**** Selected excerpt ****
Cloudflare Research: Two Years In

Great technology companies build innovative products and bring them into the world; iconic technology companies change the nature of the world itself.

Cloudflare’s mission reflects our ambitions: to help build a better Internet. Fulfilling this mission requires a multifaceted approach that includes ongoing product innovation, strategic decision-making, and the audacity to challenge existing assumptions about the structure and potential of the Internet. Two years ago, Cloudflare Research was founded to explore opportunities that leverage fundamental and applied computer science research to help change the playing field.

We’re excited to share five operating principles that guide Cloudflare’s approach to applying research to help build a better Internet and five case studies that exemplify these principles. Cloudflare Research will be all over the blog for the next several days, so subscribe and follow along!

Innovation comes from all places

Innovative companies don’t become innovative by having one group of people within the company dedicated to the future; they become that way by having a culture where new ideas are free-flowing and can come from anyone. Research is most effective when it is permitted to grow beyond or outside isolated lab environments, is deeply integrated into all facets of a company’s work, and connected with the world at large. We think of our research team as a support organization dedicated to identifying and nurturing ideas that are between three and five years away.

Cloudflare Research prioritizes strong collaboration to stay on top of big questions from our product, ETI, engineering teams and industry. Within Cloudflare, we learn about problems by embedding ourselves within other teams. Externally, we invite visiting researchers and academia, sit on boards and committees, contribute to open standards design and development, attend dozens of tech conferences a year, and publish papers in conferences.

Research engineering is truly full-stack. We incubate ideas from conception to prototype through to production code. Our team employs specialists from academic and industry backgrounds and generalists that help connect ideas across disciplines. We work closely with the product and engineering organizations on graduation plans where code ownership is critical. We also hire many research interns who help evaluate and de-risk new ideas before we help build them into production systems and eventually hand them off to other teams at the company.

Research questions can come from all parts of the company and even from customers. Our collaborative approach has led to many positive outcomes for Cloudflare and the Internet at large.

Case Study #1: Password security

Several years ago, a service called Have I Been Pwned, which lets people check if their password has been compromised in a breach, started using Cloudflare to keep the site up and running under load. However, the setup also highlighted a privacy issue: Have I Been Pwned would inevitably have access to every password submitted to the service, making it a juicy target for attackers. This insight raised the question: can such a service be offered in a privacy-preserving way?

Like much of the research team’s work, the kernel of a solution came from somewhere else at the company. The first work on the problem came from members of the support engineering organization, who developed a clever solution that mostly solved the problem. However, this initial investigation outlined a deep and complex problem space that could have applications far beyond passwords. At this point, the research team got involved and reached out to experts, including Thomas Ristenpart at Cornell Tech, to help study it more deeply.

This collaboration led us down a path to devise a new protocol and publish a paper entitled Protocols for Checking Compromised Credentials at ACM CCS 2019. The paper pointed us in a direction, but a desire to take this research and make it applicable to people led us to host our first visiting researcher to help build a prototype. We found even more inspiration and support internally when we learned that another team at Cloudflare was interested in adding capabilities to the Cloudflare Web Application Firewall to detect breached passwords for customers. This team ended up helping us build the prototype and integrate it into Cloudflare’s service.
**** Extracted records ****
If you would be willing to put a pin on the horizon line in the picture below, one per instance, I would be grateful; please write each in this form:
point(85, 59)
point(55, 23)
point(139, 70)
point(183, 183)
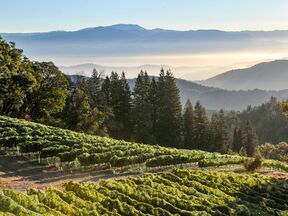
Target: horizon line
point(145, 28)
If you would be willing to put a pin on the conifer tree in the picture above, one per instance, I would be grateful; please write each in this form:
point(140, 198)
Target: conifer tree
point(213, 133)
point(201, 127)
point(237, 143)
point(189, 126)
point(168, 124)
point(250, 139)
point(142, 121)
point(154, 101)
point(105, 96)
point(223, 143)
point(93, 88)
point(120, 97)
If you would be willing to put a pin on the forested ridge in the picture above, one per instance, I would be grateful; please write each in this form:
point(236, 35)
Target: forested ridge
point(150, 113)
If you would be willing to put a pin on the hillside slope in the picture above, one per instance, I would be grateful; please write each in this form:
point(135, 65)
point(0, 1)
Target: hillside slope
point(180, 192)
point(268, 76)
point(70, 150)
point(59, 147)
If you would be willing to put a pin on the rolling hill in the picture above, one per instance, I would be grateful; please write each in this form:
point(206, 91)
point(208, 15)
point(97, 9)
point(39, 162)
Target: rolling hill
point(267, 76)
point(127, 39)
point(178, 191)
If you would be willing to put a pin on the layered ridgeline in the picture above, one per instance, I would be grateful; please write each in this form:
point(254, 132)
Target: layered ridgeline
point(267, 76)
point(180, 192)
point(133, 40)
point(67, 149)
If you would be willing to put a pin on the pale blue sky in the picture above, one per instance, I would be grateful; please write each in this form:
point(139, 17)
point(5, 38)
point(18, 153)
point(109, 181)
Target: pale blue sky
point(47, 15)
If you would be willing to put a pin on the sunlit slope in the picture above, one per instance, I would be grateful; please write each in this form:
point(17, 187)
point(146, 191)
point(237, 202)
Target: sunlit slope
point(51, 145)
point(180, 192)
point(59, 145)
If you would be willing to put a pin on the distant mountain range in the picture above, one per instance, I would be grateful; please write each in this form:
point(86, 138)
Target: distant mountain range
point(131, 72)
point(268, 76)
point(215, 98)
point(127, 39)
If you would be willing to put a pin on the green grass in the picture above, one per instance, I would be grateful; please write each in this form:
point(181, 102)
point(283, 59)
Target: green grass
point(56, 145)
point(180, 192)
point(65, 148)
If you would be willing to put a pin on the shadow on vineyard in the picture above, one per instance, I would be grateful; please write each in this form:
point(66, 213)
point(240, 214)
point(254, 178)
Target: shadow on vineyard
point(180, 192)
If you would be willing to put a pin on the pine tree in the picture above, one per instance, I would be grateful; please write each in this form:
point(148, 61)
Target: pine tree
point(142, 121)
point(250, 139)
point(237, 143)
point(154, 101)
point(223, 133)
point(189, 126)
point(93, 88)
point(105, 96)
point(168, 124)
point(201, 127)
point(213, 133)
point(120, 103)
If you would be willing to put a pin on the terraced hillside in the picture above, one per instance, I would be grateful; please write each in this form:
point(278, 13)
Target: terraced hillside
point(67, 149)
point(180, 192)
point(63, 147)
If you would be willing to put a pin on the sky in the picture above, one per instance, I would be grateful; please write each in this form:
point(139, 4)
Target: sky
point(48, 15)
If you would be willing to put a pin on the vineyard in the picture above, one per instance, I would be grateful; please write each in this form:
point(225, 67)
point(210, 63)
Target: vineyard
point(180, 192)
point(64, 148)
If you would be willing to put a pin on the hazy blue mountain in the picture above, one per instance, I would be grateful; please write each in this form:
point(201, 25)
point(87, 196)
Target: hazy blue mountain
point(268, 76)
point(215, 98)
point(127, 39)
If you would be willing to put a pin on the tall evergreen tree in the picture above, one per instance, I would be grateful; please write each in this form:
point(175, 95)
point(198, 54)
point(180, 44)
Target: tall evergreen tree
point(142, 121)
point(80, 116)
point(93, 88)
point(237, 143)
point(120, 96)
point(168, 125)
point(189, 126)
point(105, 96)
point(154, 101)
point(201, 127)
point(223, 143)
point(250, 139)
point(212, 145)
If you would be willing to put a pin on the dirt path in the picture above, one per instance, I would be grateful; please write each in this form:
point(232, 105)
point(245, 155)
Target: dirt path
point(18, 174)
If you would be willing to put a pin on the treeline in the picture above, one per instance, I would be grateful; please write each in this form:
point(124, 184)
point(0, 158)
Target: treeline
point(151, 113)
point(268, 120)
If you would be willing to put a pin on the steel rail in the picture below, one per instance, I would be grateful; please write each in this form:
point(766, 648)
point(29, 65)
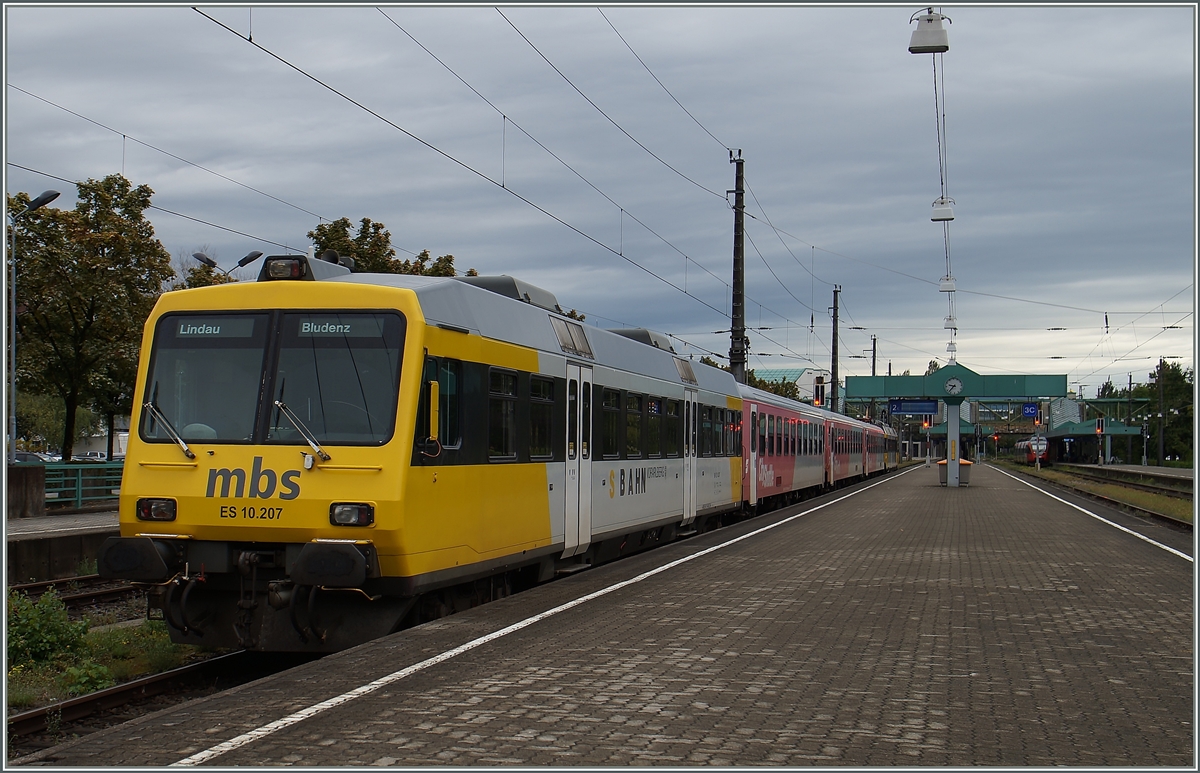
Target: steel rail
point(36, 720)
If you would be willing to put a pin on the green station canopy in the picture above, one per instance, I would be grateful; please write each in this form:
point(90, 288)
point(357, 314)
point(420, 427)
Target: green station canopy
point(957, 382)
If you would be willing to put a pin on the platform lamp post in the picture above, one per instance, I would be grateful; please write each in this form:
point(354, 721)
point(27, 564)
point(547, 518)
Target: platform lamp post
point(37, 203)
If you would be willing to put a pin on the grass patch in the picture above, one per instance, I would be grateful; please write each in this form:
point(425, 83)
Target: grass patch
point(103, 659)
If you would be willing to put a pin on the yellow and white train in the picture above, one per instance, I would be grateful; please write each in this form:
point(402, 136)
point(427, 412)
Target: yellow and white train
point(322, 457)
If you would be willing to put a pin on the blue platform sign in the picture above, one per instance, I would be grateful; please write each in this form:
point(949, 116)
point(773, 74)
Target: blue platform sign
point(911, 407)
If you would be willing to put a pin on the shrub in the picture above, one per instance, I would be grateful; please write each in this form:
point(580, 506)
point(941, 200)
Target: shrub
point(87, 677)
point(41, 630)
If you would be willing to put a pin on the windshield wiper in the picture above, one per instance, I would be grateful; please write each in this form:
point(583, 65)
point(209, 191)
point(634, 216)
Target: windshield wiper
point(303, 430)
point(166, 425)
****
(What you will do):
1: For each statement about the Cloudflare Research post, answer yes or no and quote the words that decide it: (a) Cloudflare Research was founded two years ago. (b) The first work on the password problem came from the research team. (c) The paper Protocols for Checking Compromised Credentials was published at ACM CCS 2019.
2: Quote the Cloudflare Research post, starting at "We’re excited to" and ending at "and follow along!".
The rows come from a different source than the text.

(Correct answers):
1:
(a) Yes: "Two years ago, Cloudflare Research was founded"
(b) No: "The first work on the problem came from members of the support engineering organization"
(c) Yes: "publish a paper entitled Protocols for Checking Compromised Credentials at ACM CCS 2019"

2:
We’re excited to share five operating principles that guide Cloudflare’s approach to applying research to help build a better Internet and five case studies that exemplify these principles. Cloudflare Research will be all over the blog for the next several days, so subscribe and follow along!